▸ Problem to solve
All of the lines below need to be copied exactly, apart from the pictures.

▸ Information given
☆ ☆ ☆ ☆

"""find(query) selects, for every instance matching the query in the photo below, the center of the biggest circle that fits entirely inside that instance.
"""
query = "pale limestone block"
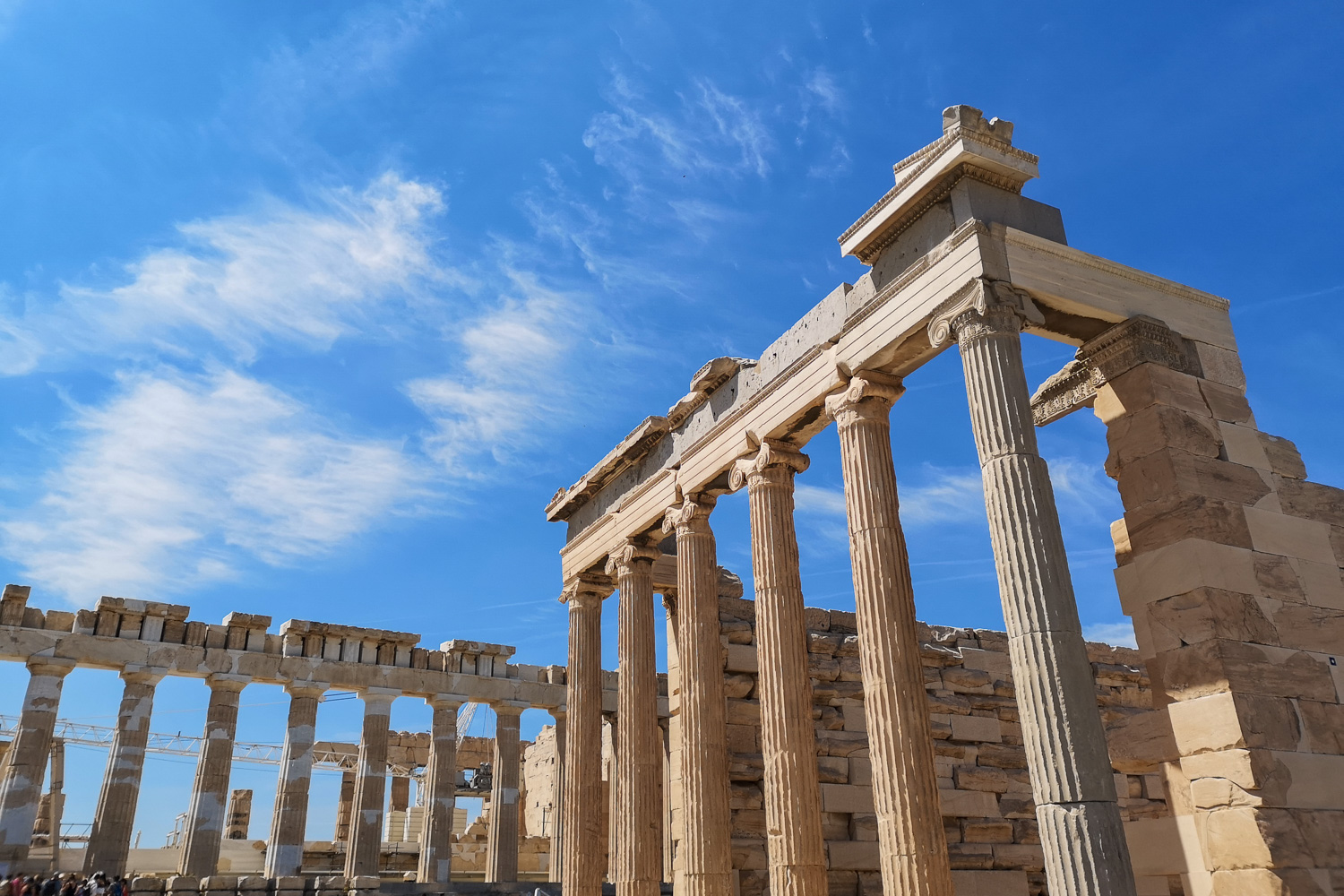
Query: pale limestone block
(1182, 567)
(742, 659)
(1242, 445)
(989, 661)
(846, 798)
(1161, 847)
(847, 855)
(1322, 583)
(981, 728)
(989, 883)
(854, 715)
(968, 804)
(1289, 536)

☆ ☆ ☆ ☆

▸ Answer to the problem
"""find(query) selects, for every instance matching the query in the photo below, the center of the biggest circle that fits entirely inside that instance.
"""
query = "pale limestone block"
Query: pale limestone block
(1182, 567)
(742, 659)
(1242, 445)
(989, 661)
(846, 798)
(1161, 847)
(847, 855)
(1322, 583)
(981, 728)
(989, 883)
(854, 715)
(968, 804)
(1289, 536)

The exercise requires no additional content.